• Problem description:
Rewrite the data below, from the line containing "For the evaluation set, locate every instance of the bare" down to the line containing "x=265 y=145", with "treeline" swapped for "tree line" and nothing else altered. Return only those lines.

• Dataset records:
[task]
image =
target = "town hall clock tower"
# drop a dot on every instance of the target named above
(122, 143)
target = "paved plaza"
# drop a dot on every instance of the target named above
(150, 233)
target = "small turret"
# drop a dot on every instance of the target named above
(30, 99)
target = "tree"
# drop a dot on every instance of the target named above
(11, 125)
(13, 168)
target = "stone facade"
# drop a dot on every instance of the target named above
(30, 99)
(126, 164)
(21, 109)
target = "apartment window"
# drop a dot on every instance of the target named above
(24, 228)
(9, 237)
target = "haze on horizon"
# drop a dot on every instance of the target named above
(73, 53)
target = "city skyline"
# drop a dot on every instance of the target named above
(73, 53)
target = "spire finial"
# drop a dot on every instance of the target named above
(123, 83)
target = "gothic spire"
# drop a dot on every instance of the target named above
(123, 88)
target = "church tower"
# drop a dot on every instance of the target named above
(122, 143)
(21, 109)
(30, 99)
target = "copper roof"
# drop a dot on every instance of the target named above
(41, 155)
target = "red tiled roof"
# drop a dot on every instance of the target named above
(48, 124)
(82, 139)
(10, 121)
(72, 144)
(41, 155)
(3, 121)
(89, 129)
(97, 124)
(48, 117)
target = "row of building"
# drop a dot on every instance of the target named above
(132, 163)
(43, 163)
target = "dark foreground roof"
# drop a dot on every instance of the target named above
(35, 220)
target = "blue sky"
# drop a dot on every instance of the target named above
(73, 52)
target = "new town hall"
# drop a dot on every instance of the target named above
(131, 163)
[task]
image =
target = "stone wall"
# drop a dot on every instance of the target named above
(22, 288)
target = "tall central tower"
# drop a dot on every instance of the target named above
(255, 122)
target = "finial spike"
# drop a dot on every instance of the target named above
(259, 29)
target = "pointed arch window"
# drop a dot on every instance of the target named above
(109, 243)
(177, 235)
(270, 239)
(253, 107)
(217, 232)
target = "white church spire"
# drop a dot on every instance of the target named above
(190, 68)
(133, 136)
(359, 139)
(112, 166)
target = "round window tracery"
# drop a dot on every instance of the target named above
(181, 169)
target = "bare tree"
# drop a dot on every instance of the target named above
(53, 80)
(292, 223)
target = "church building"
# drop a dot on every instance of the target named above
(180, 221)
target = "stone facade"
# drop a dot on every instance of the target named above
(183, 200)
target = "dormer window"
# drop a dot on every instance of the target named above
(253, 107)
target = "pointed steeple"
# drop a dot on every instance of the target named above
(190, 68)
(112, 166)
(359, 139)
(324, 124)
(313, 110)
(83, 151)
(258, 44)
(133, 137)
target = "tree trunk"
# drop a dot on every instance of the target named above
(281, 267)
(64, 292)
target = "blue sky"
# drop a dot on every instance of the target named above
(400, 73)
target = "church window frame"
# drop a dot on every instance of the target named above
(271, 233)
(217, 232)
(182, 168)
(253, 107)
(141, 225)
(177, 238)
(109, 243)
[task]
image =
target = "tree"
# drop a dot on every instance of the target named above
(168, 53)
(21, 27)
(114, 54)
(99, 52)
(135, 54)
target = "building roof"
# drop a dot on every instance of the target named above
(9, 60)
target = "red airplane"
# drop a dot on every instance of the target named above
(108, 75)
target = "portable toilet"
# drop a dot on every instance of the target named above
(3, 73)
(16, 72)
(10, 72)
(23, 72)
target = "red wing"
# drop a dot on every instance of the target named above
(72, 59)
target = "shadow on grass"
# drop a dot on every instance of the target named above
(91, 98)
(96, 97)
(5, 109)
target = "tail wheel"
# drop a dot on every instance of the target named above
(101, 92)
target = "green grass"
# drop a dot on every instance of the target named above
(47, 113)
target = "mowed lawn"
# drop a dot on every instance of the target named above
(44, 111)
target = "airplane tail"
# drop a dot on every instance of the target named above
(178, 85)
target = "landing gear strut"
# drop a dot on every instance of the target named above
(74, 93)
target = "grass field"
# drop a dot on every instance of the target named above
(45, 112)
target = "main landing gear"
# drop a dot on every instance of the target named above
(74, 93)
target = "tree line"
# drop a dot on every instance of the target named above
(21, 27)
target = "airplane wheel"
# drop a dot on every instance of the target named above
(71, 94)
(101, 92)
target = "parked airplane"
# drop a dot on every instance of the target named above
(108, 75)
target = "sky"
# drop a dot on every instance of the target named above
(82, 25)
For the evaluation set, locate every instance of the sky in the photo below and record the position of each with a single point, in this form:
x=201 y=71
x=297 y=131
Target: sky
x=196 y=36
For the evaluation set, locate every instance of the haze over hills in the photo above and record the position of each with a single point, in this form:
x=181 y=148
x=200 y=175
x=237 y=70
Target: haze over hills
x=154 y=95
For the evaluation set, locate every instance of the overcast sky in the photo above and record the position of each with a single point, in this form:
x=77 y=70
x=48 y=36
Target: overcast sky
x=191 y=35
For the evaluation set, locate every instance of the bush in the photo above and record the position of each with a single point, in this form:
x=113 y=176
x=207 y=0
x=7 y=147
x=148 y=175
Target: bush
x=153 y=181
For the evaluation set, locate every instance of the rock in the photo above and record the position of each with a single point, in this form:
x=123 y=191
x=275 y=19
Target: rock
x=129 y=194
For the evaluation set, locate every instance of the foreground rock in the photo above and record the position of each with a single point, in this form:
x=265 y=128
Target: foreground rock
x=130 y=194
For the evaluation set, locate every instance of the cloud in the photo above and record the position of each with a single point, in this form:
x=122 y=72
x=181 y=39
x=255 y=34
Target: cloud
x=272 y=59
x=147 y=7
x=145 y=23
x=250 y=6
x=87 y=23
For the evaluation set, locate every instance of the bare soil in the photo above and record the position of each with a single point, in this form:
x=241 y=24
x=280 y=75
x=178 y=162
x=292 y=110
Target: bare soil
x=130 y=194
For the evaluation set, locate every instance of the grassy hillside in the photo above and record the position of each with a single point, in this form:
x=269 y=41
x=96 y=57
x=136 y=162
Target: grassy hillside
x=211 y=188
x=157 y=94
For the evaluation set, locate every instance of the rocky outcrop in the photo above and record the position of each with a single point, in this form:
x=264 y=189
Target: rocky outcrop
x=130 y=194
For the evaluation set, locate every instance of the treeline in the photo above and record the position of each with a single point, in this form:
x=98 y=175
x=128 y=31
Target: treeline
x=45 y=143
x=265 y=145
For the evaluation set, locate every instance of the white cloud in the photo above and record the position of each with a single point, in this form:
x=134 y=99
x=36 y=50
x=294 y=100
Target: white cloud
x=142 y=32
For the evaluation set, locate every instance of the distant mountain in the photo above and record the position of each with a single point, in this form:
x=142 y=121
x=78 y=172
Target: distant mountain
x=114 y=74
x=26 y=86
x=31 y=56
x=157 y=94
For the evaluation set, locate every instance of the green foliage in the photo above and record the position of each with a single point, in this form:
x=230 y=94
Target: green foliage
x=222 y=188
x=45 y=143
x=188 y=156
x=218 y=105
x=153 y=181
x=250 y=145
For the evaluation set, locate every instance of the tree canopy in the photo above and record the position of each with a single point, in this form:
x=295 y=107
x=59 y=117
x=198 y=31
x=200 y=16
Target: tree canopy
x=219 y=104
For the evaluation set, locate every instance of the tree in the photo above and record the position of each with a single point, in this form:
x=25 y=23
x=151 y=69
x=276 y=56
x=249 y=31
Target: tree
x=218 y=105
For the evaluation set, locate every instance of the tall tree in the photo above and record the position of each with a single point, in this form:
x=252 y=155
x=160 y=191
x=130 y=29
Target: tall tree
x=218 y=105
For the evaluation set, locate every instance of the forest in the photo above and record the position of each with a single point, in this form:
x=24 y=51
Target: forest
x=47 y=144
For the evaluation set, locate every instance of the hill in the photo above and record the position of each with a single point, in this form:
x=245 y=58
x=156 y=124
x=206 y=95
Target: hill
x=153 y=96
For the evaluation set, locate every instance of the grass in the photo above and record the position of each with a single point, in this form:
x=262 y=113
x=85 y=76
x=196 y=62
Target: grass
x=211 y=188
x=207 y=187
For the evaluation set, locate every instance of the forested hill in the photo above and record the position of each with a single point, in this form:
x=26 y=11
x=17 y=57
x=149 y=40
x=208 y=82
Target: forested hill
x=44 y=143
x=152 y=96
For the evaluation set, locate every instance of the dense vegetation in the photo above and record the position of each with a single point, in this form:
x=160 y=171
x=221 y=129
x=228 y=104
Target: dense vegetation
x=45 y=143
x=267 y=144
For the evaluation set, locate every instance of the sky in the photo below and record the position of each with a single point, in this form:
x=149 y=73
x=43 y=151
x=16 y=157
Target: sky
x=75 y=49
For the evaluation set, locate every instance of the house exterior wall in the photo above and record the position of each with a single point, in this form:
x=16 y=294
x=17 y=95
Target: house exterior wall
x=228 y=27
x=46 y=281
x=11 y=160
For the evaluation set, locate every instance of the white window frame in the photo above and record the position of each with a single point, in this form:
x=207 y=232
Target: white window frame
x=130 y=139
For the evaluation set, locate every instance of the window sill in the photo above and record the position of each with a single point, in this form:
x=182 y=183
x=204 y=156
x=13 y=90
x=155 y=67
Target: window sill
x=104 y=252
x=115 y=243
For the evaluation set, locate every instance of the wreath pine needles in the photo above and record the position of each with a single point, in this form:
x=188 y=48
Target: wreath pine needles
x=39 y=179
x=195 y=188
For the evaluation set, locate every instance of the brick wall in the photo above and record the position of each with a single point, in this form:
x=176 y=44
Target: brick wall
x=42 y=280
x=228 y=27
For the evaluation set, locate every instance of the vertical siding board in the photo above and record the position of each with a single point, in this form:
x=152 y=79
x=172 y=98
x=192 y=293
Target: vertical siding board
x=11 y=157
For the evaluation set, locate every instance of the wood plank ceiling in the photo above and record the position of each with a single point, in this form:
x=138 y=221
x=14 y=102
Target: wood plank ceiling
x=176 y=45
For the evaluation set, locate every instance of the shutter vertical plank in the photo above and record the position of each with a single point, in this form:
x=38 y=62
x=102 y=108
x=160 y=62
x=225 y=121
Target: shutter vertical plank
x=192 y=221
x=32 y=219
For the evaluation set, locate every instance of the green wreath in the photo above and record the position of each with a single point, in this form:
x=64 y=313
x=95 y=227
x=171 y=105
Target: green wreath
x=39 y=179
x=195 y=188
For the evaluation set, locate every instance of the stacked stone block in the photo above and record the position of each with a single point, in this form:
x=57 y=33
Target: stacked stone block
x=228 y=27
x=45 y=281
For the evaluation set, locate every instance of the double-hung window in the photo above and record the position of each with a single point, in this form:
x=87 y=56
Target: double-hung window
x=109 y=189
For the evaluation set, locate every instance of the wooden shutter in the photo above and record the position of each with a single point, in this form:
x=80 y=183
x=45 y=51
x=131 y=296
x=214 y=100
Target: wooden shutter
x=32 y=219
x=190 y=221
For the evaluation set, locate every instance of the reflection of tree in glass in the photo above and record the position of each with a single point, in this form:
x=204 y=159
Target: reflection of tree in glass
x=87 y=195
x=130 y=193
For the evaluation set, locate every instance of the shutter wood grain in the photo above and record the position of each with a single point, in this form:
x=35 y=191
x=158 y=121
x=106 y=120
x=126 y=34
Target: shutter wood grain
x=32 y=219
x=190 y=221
...
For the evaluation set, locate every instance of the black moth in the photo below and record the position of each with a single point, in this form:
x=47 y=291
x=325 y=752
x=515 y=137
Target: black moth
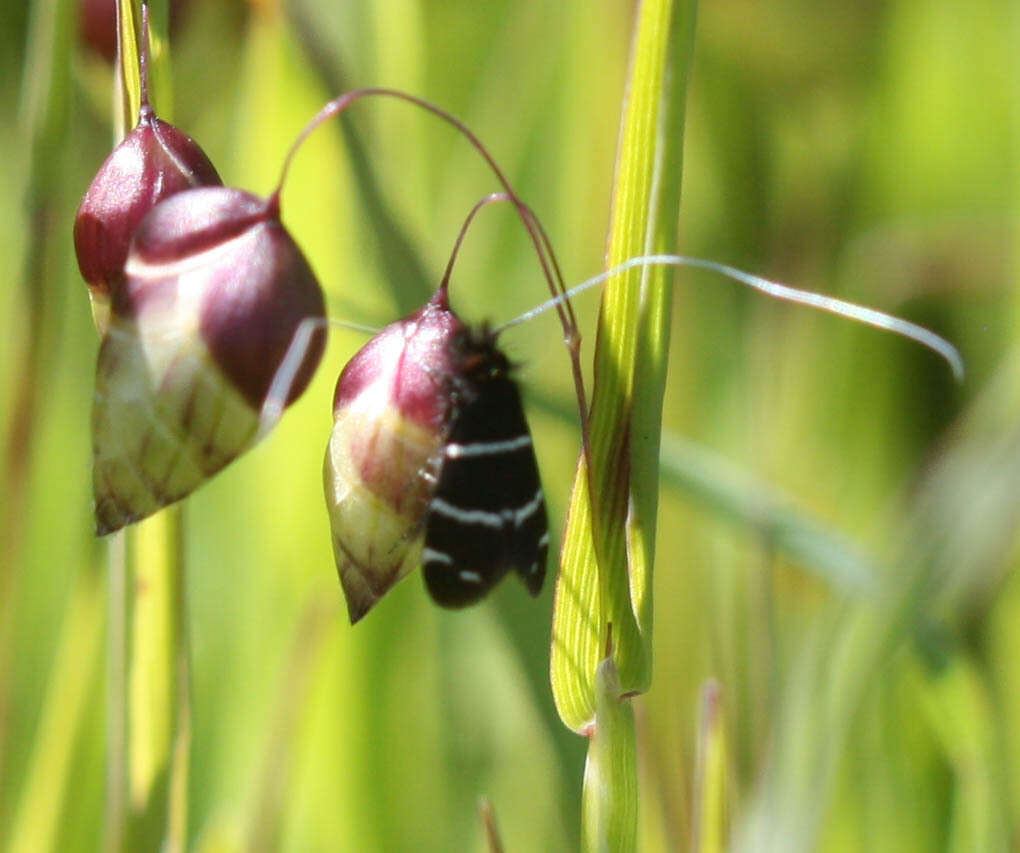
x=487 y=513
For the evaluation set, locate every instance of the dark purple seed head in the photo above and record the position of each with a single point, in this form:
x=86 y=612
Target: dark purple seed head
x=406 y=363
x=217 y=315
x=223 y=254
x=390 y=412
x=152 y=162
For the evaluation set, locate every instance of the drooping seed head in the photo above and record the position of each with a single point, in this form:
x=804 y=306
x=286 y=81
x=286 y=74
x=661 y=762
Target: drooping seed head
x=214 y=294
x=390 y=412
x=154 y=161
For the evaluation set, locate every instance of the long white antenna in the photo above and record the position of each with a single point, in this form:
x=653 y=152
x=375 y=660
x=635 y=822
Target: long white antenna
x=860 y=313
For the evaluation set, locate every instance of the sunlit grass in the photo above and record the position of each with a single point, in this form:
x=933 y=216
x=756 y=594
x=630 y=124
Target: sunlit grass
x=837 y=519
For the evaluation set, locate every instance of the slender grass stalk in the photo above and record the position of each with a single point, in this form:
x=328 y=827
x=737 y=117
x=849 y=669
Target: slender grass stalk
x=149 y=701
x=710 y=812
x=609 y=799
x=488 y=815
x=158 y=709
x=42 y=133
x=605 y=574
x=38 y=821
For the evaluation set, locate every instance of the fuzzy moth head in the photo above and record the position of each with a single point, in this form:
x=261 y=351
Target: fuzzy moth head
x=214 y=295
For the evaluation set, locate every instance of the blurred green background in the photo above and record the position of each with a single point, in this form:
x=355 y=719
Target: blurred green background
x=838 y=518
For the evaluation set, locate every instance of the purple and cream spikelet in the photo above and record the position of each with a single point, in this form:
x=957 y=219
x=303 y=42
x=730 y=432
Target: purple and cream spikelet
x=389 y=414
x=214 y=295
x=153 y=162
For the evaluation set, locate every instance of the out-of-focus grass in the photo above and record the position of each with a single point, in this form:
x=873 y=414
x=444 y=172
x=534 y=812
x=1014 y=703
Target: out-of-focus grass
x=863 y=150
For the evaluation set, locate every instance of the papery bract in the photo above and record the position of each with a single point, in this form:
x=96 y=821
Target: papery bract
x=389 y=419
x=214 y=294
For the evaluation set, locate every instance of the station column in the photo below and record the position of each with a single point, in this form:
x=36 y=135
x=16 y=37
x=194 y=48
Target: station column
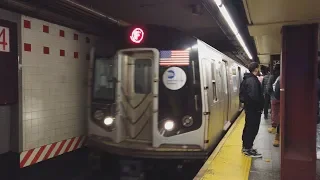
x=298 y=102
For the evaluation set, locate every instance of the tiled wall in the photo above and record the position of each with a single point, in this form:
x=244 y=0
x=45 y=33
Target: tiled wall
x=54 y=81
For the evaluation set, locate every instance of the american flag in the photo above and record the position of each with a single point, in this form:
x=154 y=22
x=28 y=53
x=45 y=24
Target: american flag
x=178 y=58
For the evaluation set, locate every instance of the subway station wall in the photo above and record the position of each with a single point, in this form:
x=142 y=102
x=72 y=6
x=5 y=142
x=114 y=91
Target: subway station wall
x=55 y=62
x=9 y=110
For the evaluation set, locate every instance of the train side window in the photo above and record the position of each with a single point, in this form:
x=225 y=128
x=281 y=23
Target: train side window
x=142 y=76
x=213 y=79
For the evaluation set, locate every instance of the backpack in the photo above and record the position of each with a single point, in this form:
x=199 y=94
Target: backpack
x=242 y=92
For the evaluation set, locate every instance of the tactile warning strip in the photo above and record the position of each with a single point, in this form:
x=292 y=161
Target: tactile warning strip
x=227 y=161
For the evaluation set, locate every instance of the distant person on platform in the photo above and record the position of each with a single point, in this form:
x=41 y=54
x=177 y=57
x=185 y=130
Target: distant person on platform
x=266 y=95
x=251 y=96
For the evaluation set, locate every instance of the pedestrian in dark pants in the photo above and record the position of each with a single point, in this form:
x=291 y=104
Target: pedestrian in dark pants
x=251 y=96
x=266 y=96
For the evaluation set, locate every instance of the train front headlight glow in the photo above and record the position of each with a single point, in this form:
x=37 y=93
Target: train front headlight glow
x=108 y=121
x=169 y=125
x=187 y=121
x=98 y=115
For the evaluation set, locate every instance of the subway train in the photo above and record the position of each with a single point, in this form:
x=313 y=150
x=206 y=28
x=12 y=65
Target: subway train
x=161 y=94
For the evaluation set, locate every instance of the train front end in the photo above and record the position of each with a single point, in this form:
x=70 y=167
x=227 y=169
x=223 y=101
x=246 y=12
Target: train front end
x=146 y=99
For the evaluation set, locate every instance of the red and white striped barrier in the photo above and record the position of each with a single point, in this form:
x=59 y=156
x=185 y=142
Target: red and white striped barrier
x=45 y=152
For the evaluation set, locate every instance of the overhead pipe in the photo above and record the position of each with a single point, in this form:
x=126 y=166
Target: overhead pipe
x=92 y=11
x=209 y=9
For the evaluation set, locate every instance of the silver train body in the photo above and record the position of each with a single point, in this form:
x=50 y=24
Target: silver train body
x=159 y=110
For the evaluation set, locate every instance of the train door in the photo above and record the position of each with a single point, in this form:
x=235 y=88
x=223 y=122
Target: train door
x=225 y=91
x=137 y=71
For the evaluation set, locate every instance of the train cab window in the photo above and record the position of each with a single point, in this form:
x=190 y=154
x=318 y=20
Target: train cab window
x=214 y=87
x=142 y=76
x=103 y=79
...
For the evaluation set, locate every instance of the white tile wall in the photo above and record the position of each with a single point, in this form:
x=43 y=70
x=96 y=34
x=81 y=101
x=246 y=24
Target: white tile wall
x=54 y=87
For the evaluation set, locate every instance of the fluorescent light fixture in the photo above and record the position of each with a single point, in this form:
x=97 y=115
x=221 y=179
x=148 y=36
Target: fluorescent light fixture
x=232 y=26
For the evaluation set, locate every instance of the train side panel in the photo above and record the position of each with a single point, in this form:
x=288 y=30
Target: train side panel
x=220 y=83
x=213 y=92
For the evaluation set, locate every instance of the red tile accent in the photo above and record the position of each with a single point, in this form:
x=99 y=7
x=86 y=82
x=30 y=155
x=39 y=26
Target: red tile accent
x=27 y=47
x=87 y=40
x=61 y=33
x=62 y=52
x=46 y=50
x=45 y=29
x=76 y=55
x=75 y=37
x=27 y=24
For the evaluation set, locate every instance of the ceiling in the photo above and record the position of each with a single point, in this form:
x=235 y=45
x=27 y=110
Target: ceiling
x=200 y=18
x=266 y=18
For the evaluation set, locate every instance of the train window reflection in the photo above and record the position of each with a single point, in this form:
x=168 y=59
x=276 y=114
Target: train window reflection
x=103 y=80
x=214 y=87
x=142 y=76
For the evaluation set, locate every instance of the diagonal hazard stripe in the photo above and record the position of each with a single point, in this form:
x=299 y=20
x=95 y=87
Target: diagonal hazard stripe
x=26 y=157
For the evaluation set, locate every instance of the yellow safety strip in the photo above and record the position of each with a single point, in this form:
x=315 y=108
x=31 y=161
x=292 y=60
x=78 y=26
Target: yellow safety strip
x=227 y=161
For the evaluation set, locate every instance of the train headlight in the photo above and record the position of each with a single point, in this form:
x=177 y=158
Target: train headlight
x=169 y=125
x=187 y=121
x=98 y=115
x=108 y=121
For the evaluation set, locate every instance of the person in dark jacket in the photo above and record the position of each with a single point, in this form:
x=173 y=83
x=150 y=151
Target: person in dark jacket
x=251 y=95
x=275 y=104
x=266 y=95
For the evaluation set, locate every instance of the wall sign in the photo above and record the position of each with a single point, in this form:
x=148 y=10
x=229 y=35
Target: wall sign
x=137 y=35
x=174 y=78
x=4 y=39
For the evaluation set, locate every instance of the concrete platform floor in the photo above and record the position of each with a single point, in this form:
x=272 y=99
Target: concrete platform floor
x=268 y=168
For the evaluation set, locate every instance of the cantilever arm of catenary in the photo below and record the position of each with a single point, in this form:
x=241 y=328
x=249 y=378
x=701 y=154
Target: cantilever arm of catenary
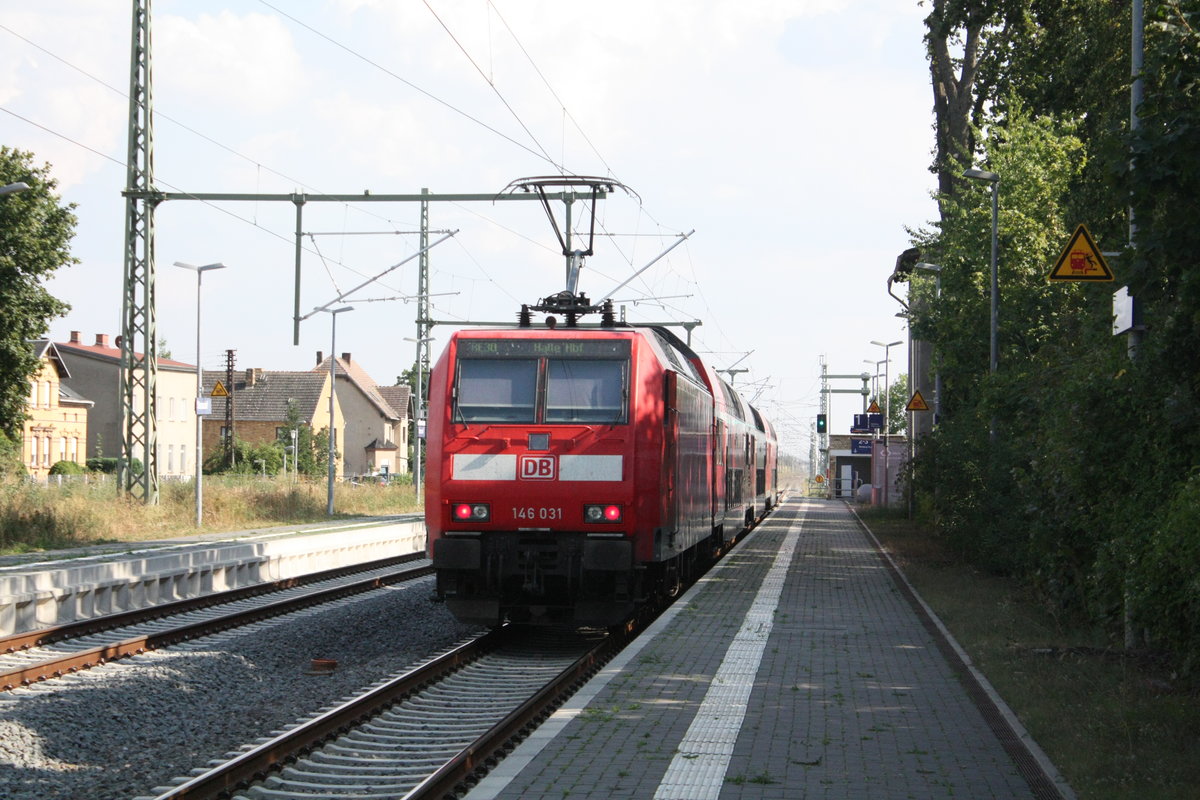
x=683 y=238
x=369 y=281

• Response to this exercise:
For the evaluation set, locate every instance of the bare soil in the photo above and record the position of each with a single point, in this form:
x=241 y=24
x=280 y=75
x=178 y=162
x=292 y=110
Target: bare soil
x=130 y=194
For the evaluation set, locate every instance of the grassy hillside in the photo above and record the position of each with a single point, in this form:
x=269 y=41
x=96 y=57
x=136 y=162
Target: grassy hillside
x=211 y=188
x=157 y=94
For the evaluation set, locate every instance of the rocky outcrop in the photo above and record the position of each with a single point, in this form:
x=264 y=189
Target: rocky outcrop
x=130 y=194
For the evaluation set, locate every instance of the tree line in the photo above and record the position of each with a single point, in this form:
x=98 y=175
x=128 y=31
Target: tree line
x=45 y=143
x=265 y=145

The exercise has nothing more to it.